Problem to work on: Reproduce every one of the following records verbatim.

━━━

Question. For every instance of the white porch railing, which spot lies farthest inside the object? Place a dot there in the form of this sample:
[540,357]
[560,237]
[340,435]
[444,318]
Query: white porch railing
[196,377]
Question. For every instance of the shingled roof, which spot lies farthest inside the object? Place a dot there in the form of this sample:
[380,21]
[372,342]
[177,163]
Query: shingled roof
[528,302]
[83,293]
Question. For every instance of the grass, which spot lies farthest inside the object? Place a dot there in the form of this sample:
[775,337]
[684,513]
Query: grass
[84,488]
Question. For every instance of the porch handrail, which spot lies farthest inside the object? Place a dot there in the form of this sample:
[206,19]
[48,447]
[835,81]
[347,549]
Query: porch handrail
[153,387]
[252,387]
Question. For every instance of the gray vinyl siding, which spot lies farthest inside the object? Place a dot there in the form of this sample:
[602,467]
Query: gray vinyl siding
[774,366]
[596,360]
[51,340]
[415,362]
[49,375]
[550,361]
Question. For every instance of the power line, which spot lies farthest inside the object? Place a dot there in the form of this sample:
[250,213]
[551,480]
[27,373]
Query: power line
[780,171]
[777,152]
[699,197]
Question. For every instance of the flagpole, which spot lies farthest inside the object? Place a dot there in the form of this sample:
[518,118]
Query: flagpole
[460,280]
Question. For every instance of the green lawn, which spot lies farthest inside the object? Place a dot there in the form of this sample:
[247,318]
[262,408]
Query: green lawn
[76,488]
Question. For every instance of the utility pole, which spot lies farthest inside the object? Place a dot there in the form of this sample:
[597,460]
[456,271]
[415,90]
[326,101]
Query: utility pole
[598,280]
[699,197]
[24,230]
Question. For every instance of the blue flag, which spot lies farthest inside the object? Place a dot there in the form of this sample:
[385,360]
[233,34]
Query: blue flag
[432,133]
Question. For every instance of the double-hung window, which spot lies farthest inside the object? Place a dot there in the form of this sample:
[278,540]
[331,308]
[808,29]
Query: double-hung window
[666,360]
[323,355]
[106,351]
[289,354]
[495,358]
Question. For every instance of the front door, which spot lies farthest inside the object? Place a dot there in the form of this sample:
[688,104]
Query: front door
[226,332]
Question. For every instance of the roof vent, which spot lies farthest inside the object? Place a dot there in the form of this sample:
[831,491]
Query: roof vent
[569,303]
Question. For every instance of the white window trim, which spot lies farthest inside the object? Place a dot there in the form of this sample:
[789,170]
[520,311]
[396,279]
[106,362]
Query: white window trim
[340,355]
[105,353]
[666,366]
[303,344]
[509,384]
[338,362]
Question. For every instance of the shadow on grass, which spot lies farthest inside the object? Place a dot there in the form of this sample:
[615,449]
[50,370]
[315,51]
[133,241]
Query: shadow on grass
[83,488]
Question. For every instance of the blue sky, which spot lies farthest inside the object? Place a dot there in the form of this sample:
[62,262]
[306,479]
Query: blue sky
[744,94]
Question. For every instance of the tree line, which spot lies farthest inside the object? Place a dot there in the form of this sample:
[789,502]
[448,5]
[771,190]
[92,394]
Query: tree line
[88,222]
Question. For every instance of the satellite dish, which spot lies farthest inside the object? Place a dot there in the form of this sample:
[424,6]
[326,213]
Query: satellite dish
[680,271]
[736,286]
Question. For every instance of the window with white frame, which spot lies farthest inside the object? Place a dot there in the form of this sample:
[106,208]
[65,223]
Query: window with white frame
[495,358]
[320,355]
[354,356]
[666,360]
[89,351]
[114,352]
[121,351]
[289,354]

━━━

Result of this exercise:
Question. For every instance of the white porch railing, which spot lies farthest inside the object? Place a dot there in the form of this sample:
[540,357]
[560,237]
[340,435]
[444,318]
Query: white porch railing
[196,377]
Question. For every instance of the shingled roof, which spot lies farthest inside the object? Place a dot there in the form of this sample:
[380,21]
[372,342]
[177,163]
Query: shingled roof
[528,302]
[83,293]
Question. For every instance of the grass, which spot lies farthest inside the object? Place a dot there in the form of this sample:
[775,337]
[684,513]
Query: grass
[84,488]
Question. For every instance of the porch handrail, which spot lies farthest inside the object? Place a dot there in the form of this sample:
[206,19]
[48,447]
[835,81]
[347,549]
Query: porch handrail
[153,387]
[252,387]
Question. For every instance of the gray vinyl siding, which spot lies farthest inside the object? Place a dot there in the form of this sample:
[602,467]
Query: gray vinyl siding
[774,366]
[596,360]
[51,340]
[415,362]
[49,375]
[550,361]
Question. For every instance of the power line, which spot lies farthest inside the object? Place a dot there in the form of this sample:
[250,213]
[551,480]
[27,373]
Query: power line
[780,171]
[777,152]
[699,197]
Question. For every instance of the flagpole, which spot lies farthest inside the object? Place a dot there in the form of this sample:
[518,118]
Query: flagpole
[460,280]
Question. For every instance of the green lawn, which spot lies farthest inside the object? Place a dot there in the form of this sample:
[247,318]
[262,408]
Query: green lawn
[76,488]
Question. For every instance of the utility pole, which spot lies farthest inside the object? Place a dot there in the form of this sample:
[597,460]
[456,271]
[415,90]
[326,101]
Query: utility pole
[598,280]
[699,197]
[24,230]
Question. For every instance of the blue flag, which spot lies farthest inside the object? Place a dot there in the form of this sample:
[385,360]
[233,34]
Query: blue flag
[432,133]
Question. For every instance of the double-hung window, which spot lies farthest inside the object? Place a dot there in the form of this sample:
[278,540]
[331,308]
[808,29]
Query: double-hung window
[666,360]
[323,355]
[106,351]
[289,354]
[495,358]
Question. For every instance of the front door, which spot lies farthest inside the object? Place a dot there in the form of this sample:
[688,104]
Query: front door
[226,332]
Question. For every instance of the roof vent, which spot lies farthest inside the object? Place a dot there in the form of this sample:
[831,491]
Query: roof vent
[569,303]
Question. For every instance of the white window trim, which spot lies farthest inside the object? Place a dot there in the form of this sample:
[789,170]
[520,311]
[396,279]
[106,362]
Query: white window trim
[340,355]
[105,353]
[666,366]
[303,344]
[509,384]
[338,362]
Question. For every instance of the shadow on grass, which spot lies farthest inside the object? Place a dot there in the form of this sample:
[615,449]
[50,370]
[315,51]
[133,241]
Query: shadow on grass
[83,488]
Question. For every instance of the blue sky, which spot lies farthest inside the object? Place a dot there in the form of this sample:
[62,262]
[306,479]
Query: blue sky
[744,94]
Question. For every instance of the tree line, which spot lies farthest inside the object? Place a dot there in the form of this sample:
[789,502]
[448,5]
[771,190]
[92,394]
Query: tree line
[88,222]
Question. For every instance of the satellite dish, which spot lies farthest inside the object? Place a dot there in the form of this sample:
[424,6]
[326,213]
Query: satellite dish
[680,271]
[736,286]
Question. For every instance of the window with white frame, which spot lies farthest inside the object? Place a dot there in the form of this sample:
[106,208]
[65,223]
Query: window with white frame
[495,358]
[320,355]
[354,356]
[666,360]
[89,351]
[114,352]
[121,351]
[289,354]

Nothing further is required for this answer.